Records for processing:

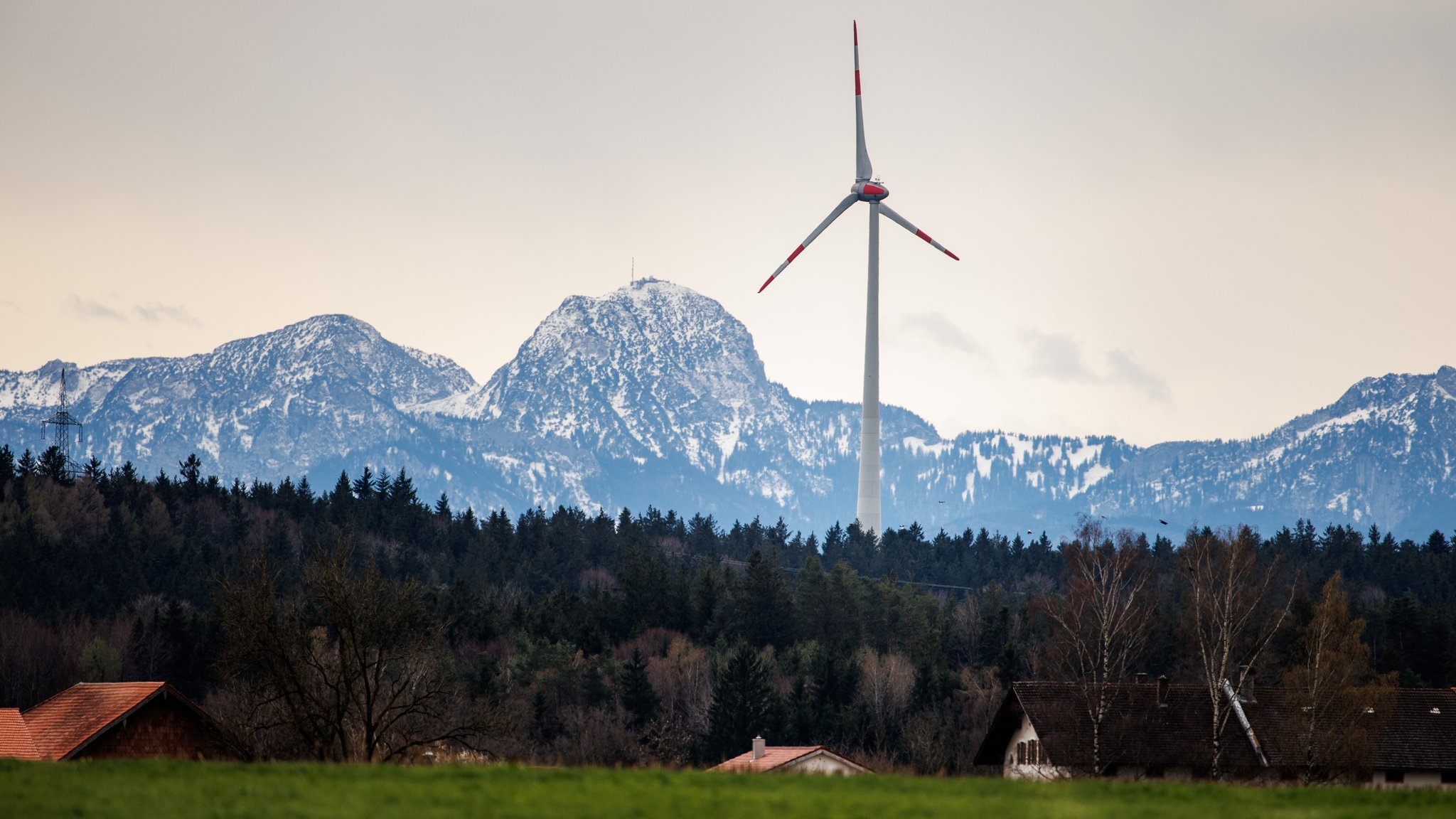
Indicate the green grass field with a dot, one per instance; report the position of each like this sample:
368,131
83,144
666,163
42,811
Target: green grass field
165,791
--
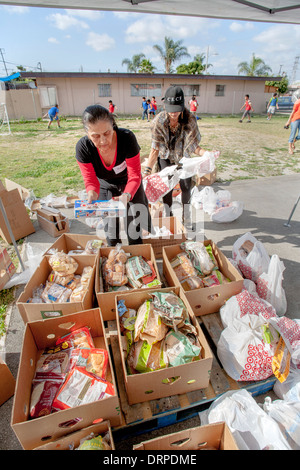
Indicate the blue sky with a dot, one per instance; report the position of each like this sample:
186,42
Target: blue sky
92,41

To do: From the material above, copy every line that contains the word "grass".

Answer to the task:
Indicate the green grass field with a dot, one per instance; report the position of each like this sample:
Target: green grass field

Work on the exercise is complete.